• _PASSAGE_
Melton Council is seeking to get listed building status for a block of vagrants’ cells at the town’s St Mary’s Hospital site on Thorpe Road.
The vagrants’ cells/casual ward is an ancillary building to the 1836 former Melton Union Workhouse.
The vagrants’ block was for vagrants, or tramps, passing through the town looking for shelter. At the time it was illegal to sleep on the streets so they either had to rent a room somewhere in the town or, if they had no money, sleep in the cells.
The former casual ward contained work cells for stone-breaking. Vagrants used to break up stone inside their cells and then pass the small pieces through outlet grids which have since been bricked-up.
The building was later used as storage and part of it was converted to a mortuary, but many of its features remain intact, including the original cell doors, bedsteads and cabled alarm system.
An application was submitted by members of the public more than 10 years ago for the listing of the vagrants’ cells/casual ward but it was declined, with English Heritage stating the building fell below the required standard.
But now a fresh bid is being made for the building to be listed as supporters of the application to Heritage England believe the criteria for listing has developed and changed since the early 2000s and since then a number of similar buildings around the country have been listed.
A consultant expert from the Museum of London Archaeology was asked by NHS Property Services, the owners of the hospital site, to give his advice on the buildings.
In his report the consultant said: “The vagrancy shelter, although somewhat altered, is an interesting item but of no more than local interest.”
The 1836 former workhouse building at the hospital site was somewhere poor people in the area could go to, where, in return for the work they did, they were given food and clothing. Adjacent to the old workhouse is the detached 1863 former matron’s residence, which is largely unaltered.
As previously reported in the Melton Times, the former workhouse was designated Grade II listed status in 1976 but was de-listed in 2001 by English Heritage which, at the time, stated the building’s historical importance, architectural quality and integrity were below the standard required to justify its listed status.
The former matron’s residence, a building which stands alongside the workhouse, wasn’t listed by English Heritage on grounds that the former workhouse had been de-listed and the building wasn’t of sufficient interest to justify listing in its own right.
Melton Council is now seeking to place what is known as an Article 4 direction on the buildings. This would mean the new owners of the hospital site, due to be announced shortly, wouldn’t be able to demolish the buildings without first submitting a planning application to the council seeking permission. Without this permission the new owner would be legally entitled to knock them down.
A 28-day public consultation on the council’s Article 4 direction proposal is now set to take place before the authority considers the public’s feedback and whether or not to place the direction on the buildings.

• _PROMPT_
According to the article about the vagrants' cells in Melton, why did vagrants passing through the town sleep in the cells? Answer in one to three sentences. The items after this article are separate material, unrelated to it.

• _PROVIDED RECORDS_
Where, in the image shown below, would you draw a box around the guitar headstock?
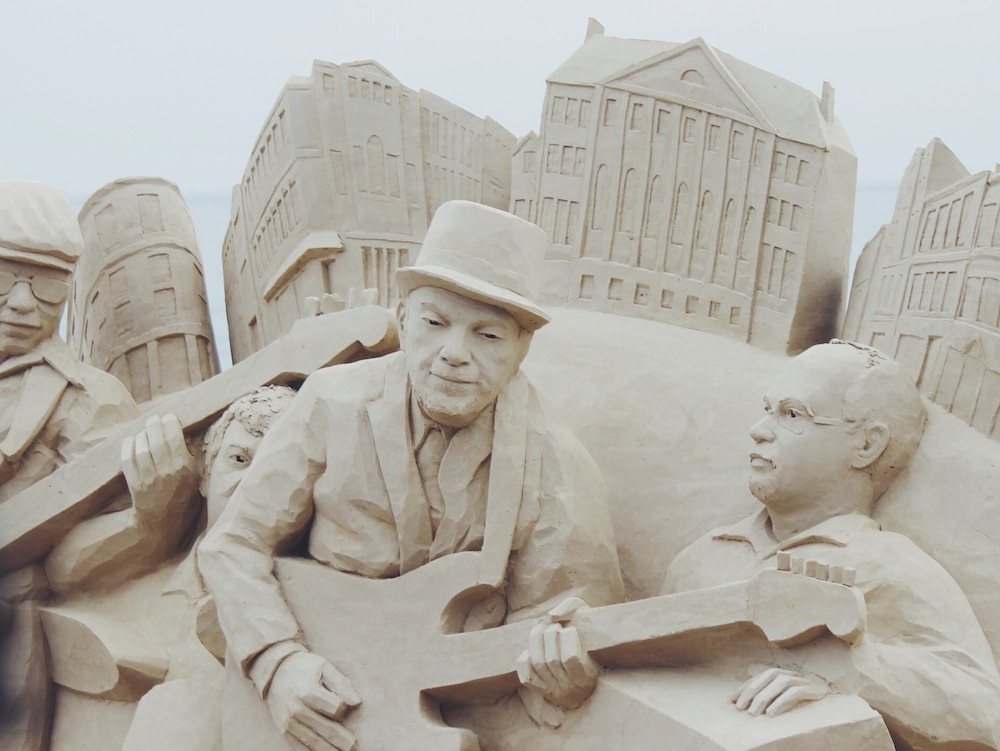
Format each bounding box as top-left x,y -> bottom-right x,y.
748,551 -> 867,647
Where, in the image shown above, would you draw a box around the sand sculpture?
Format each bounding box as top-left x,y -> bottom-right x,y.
844,139 -> 1000,440
66,177 -> 219,404
222,60 -> 515,362
0,22 -> 1000,751
511,23 -> 856,353
0,182 -> 137,749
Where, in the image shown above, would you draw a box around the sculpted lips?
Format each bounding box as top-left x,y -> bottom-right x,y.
0,319 -> 40,334
431,373 -> 475,385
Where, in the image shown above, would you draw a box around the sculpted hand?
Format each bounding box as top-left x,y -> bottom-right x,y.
729,668 -> 833,715
267,652 -> 361,751
122,415 -> 198,525
517,597 -> 599,709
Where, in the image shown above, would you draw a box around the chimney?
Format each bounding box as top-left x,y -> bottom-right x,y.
583,18 -> 604,42
819,81 -> 833,124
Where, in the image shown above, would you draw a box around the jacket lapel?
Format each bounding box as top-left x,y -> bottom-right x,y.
479,370 -> 531,587
368,357 -> 432,574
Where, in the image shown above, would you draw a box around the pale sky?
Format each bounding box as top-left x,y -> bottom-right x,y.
0,0 -> 1000,362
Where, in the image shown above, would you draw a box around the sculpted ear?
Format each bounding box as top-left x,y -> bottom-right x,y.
851,421 -> 890,469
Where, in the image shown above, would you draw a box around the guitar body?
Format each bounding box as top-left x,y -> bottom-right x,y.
223,553 -> 892,751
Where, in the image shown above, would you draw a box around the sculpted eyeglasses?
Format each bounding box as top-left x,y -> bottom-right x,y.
0,271 -> 69,303
764,399 -> 848,433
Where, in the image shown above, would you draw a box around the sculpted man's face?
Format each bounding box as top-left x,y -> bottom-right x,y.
750,359 -> 856,512
205,420 -> 263,528
0,259 -> 69,358
399,287 -> 531,428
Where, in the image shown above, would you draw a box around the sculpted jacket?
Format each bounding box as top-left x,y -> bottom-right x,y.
199,353 -> 623,692
663,510 -> 1000,750
0,336 -> 139,503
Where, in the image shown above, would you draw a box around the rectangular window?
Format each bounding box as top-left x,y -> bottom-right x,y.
566,99 -> 580,127
545,144 -> 562,174
604,99 -> 616,125
629,102 -> 642,130
708,125 -> 722,151
656,110 -> 670,136
684,117 -> 695,143
550,96 -> 566,123
559,146 -> 576,175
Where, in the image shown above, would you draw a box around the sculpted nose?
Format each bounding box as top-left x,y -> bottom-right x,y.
441,327 -> 470,365
7,281 -> 36,313
750,415 -> 774,443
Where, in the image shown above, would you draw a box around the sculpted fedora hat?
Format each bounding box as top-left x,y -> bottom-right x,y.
0,180 -> 83,271
396,201 -> 550,331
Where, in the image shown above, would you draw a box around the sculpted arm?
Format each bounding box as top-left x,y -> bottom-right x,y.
507,414 -> 624,726
45,415 -> 199,593
198,381 -> 360,751
832,548 -> 1000,748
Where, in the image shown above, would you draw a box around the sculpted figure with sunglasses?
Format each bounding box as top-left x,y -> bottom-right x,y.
0,182 -> 138,749
663,341 -> 1000,749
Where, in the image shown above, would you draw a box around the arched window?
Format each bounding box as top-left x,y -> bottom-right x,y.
670,183 -> 691,245
366,136 -> 385,195
590,164 -> 611,229
719,198 -> 739,256
642,175 -> 664,240
618,169 -> 639,232
694,190 -> 715,250
740,206 -> 757,261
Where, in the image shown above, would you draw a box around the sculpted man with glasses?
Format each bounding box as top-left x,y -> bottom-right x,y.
663,341 -> 1000,749
0,182 -> 138,749
199,201 -> 623,751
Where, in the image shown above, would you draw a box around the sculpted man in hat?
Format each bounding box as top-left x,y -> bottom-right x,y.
663,341 -> 1000,750
199,201 -> 623,751
0,181 -> 138,749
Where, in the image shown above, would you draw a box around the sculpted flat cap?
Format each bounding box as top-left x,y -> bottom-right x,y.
0,180 -> 83,271
396,201 -> 550,331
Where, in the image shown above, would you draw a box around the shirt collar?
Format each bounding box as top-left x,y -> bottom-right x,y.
0,335 -> 81,386
713,508 -> 879,555
407,386 -> 496,453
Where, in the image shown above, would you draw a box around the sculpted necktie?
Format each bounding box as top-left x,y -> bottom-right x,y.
416,423 -> 448,532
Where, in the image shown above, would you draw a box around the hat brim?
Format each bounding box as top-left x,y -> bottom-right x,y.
0,244 -> 76,273
396,266 -> 552,331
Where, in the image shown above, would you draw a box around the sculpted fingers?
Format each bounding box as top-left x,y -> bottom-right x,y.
730,668 -> 831,716
122,436 -> 139,488
766,676 -> 832,716
729,668 -> 780,709
560,628 -> 599,686
145,415 -> 169,467
321,663 -> 361,719
133,430 -> 156,486
517,623 -> 598,708
285,714 -> 355,751
302,665 -> 361,720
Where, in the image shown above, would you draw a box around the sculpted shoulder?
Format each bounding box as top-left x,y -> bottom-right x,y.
300,352 -> 406,407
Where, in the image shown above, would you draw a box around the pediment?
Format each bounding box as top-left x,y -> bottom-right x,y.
602,39 -> 774,131
341,60 -> 399,80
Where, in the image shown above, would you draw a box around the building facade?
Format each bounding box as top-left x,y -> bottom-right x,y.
66,177 -> 219,404
222,61 -> 515,362
844,139 -> 1000,440
511,26 -> 856,352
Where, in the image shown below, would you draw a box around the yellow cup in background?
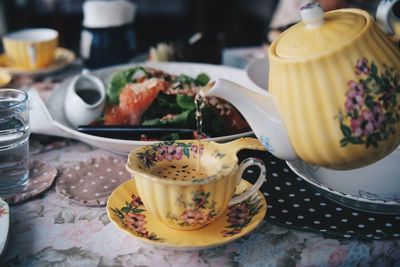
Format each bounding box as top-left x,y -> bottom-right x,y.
3,28 -> 58,70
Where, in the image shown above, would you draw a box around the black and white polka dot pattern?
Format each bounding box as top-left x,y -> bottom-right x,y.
239,150 -> 400,240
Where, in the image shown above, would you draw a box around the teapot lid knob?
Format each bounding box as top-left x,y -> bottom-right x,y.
300,3 -> 324,29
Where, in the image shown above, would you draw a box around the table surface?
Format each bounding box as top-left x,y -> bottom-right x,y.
0,50 -> 400,267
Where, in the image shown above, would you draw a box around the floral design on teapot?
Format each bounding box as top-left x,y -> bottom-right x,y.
338,58 -> 400,148
167,190 -> 219,227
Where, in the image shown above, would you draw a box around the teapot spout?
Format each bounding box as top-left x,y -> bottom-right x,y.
376,0 -> 400,41
199,79 -> 297,160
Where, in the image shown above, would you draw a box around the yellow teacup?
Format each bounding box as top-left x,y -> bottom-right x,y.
126,138 -> 266,230
3,28 -> 58,70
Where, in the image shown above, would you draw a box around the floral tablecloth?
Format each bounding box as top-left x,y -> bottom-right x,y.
0,51 -> 400,267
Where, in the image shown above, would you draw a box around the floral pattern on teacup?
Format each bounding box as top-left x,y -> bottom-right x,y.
221,194 -> 263,237
111,194 -> 163,242
338,58 -> 400,148
167,190 -> 219,228
136,141 -> 204,169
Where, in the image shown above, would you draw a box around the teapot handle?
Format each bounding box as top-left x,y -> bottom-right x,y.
376,0 -> 400,37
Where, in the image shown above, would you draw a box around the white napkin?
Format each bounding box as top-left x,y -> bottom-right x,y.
83,0 -> 136,28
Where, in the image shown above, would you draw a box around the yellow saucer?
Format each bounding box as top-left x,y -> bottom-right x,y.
0,47 -> 75,76
107,179 -> 267,250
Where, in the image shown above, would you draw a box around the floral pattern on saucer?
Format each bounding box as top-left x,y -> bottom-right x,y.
107,180 -> 267,250
110,194 -> 163,242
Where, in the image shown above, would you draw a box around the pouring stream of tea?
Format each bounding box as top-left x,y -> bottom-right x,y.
194,82 -> 215,171
194,93 -> 205,171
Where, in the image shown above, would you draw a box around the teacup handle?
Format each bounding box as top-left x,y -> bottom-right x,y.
228,158 -> 267,206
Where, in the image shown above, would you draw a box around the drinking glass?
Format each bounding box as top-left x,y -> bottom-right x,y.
0,89 -> 30,196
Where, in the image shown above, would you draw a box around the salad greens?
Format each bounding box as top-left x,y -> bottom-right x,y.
107,66 -> 244,139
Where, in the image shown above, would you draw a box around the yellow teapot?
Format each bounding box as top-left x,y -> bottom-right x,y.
200,0 -> 400,170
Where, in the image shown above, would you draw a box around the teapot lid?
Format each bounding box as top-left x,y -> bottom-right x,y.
271,3 -> 367,60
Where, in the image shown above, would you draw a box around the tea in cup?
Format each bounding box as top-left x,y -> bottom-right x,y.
3,28 -> 58,70
126,138 -> 266,230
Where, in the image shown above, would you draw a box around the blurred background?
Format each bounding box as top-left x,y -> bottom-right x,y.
0,0 -> 384,66
0,0 -> 278,52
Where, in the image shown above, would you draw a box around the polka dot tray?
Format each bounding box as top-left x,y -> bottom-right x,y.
56,157 -> 131,207
2,160 -> 57,204
239,150 -> 400,240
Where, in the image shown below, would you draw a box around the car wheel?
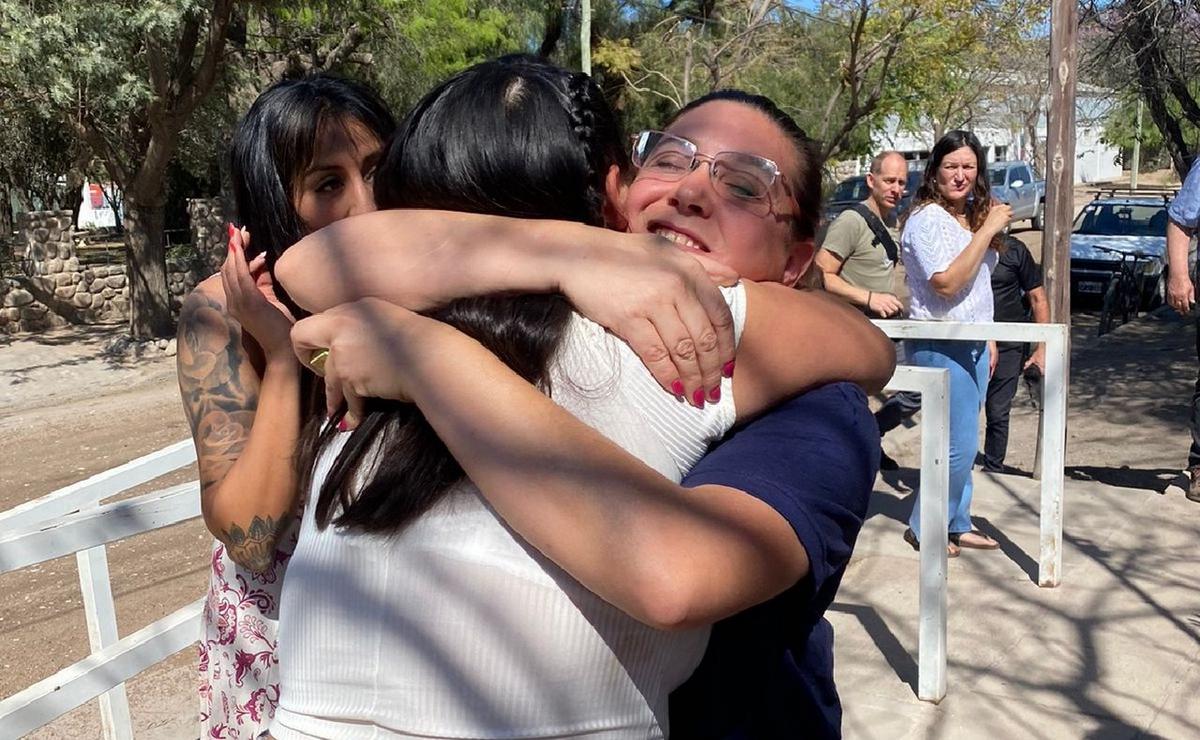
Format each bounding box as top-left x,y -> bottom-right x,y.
1097,275 -> 1121,337
1141,269 -> 1166,311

• _RESULT BELOW_
At the time it was illegal to sleep on the streets, so vagrants had to either rent a room in the town or sleep in the cells. Those who had no money to rent a room slept in the cells.